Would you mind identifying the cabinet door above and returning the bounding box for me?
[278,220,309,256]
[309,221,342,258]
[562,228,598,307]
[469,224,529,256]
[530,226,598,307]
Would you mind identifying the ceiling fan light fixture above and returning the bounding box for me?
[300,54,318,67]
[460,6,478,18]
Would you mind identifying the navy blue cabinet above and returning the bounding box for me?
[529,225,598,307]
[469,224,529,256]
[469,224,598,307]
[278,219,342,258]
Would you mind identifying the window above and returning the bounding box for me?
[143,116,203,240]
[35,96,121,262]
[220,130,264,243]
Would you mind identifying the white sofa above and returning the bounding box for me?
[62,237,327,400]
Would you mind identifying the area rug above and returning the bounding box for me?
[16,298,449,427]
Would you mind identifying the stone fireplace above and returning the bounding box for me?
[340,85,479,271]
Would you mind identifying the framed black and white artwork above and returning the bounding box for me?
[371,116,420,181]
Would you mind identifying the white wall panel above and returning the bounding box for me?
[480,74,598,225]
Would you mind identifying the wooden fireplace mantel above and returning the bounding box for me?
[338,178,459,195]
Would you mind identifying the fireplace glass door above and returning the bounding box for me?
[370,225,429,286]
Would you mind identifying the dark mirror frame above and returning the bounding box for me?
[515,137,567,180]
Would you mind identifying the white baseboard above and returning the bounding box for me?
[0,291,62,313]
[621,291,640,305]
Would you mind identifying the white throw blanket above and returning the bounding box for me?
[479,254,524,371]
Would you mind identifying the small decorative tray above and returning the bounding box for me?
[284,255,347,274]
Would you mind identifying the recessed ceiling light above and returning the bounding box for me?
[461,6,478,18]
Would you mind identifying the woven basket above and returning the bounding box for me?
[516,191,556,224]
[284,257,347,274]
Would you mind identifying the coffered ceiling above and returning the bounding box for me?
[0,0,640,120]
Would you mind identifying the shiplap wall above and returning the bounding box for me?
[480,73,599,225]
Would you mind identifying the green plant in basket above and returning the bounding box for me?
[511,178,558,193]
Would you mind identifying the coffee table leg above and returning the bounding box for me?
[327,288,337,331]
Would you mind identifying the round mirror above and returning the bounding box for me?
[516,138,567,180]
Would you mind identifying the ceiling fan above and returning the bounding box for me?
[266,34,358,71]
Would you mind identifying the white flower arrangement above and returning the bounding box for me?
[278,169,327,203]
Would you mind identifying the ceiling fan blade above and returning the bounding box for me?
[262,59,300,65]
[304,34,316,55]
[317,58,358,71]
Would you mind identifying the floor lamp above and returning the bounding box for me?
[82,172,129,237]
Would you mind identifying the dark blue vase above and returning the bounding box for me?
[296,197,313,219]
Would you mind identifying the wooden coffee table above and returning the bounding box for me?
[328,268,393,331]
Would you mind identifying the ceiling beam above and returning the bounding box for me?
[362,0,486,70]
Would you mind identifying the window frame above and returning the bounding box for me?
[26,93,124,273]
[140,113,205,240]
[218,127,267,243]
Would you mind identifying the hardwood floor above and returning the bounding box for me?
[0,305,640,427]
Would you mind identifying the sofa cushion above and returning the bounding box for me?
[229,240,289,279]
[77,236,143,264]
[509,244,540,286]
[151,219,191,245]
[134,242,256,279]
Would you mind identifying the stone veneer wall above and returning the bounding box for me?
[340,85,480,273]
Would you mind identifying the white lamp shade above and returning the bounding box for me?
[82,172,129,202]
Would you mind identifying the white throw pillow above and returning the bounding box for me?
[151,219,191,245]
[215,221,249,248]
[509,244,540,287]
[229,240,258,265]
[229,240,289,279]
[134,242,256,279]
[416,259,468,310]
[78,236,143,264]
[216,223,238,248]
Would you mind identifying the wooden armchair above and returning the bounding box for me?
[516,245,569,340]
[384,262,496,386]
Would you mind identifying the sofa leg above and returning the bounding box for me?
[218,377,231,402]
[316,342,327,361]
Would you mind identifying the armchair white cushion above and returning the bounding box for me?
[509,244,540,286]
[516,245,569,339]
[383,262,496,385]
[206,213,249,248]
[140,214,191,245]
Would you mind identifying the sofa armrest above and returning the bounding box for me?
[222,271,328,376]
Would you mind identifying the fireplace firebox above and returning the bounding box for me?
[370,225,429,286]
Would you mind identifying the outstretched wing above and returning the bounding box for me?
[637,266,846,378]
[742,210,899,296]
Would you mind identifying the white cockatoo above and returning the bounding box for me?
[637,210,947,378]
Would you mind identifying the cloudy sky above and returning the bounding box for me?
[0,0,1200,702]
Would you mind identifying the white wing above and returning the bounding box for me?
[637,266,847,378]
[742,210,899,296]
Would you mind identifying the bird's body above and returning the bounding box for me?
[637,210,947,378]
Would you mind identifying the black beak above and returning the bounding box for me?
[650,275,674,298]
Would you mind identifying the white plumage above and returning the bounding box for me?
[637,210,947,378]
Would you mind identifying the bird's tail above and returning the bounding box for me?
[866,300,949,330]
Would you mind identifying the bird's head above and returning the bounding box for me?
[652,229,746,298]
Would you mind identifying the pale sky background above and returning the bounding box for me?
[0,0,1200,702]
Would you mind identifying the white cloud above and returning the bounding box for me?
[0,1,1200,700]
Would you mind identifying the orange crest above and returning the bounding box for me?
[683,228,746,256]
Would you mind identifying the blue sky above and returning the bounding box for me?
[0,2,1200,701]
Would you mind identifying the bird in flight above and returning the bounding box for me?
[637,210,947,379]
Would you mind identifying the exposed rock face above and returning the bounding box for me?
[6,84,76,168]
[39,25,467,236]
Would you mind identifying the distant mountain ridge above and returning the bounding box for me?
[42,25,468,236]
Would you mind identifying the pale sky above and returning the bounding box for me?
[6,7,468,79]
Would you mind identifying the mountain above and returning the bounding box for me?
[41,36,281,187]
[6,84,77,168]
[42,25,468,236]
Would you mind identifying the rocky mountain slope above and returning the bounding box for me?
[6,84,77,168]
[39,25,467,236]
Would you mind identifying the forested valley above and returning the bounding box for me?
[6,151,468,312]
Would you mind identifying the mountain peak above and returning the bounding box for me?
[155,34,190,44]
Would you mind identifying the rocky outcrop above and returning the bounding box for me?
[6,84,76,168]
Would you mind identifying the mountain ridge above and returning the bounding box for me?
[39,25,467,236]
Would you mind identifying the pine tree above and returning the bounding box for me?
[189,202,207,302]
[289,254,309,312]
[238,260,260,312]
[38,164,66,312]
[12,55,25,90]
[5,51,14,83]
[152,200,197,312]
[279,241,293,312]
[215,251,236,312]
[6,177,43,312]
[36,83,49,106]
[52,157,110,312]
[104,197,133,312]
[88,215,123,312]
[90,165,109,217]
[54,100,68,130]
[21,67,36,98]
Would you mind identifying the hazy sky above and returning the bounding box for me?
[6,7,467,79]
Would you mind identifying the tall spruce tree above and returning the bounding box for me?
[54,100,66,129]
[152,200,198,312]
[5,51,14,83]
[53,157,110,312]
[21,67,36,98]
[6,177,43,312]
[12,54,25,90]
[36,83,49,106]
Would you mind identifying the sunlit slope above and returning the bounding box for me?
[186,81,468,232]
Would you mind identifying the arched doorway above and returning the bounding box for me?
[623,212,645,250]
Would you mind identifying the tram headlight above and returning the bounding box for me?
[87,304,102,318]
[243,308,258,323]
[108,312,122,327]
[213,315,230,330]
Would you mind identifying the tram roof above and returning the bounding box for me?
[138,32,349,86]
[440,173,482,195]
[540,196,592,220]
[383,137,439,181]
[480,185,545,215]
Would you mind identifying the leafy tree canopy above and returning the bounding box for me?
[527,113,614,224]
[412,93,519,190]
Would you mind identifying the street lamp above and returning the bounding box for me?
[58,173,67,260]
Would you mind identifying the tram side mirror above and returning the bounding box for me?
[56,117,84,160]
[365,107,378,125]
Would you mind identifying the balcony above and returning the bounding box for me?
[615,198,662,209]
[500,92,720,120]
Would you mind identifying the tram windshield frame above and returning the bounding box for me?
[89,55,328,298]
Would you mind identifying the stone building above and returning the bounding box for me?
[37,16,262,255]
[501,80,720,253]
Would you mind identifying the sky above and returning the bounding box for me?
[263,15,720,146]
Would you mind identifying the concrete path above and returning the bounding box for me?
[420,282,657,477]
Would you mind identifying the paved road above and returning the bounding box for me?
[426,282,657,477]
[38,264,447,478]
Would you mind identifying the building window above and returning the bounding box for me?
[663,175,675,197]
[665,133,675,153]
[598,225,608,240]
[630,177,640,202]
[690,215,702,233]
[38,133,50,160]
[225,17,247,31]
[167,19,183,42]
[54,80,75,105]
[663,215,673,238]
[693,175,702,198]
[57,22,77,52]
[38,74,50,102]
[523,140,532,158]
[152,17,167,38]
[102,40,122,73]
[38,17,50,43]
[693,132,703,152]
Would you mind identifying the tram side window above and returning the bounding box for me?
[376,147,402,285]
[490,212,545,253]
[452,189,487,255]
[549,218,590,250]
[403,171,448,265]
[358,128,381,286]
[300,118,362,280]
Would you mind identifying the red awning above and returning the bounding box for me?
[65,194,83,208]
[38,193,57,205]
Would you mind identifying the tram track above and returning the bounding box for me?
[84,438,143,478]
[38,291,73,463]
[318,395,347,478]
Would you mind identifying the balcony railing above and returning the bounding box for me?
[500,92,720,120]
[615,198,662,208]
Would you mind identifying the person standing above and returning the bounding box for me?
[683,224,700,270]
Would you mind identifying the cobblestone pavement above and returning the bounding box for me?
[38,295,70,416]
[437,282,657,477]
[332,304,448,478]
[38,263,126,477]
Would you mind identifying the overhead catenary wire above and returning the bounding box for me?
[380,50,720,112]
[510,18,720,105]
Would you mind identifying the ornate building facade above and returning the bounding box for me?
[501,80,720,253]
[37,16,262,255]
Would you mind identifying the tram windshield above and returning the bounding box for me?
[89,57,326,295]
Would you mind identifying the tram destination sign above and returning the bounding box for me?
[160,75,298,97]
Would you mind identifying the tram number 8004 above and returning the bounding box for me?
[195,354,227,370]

§ INSTRUCTIONS TO FOLLOW:
Copy out the part of the material above that opens with the line containing "Would you mind identifying the ornate" and runs through the last line of the material, reproducing each line unchanged.

§ RESPONSE:
Would you mind identifying the ornate building facade above and returning the bounding box for me?
[501,80,720,253]
[37,16,262,255]
Would you mind identifying the tram windshield above and returning the bounding box for me?
[89,57,326,295]
Would you mind identifying the tram destination sign above and returning the bounding box for me?
[160,75,298,97]
Would you mind identifying the tram number 8004 above and returning the bounding box for me?
[195,354,227,370]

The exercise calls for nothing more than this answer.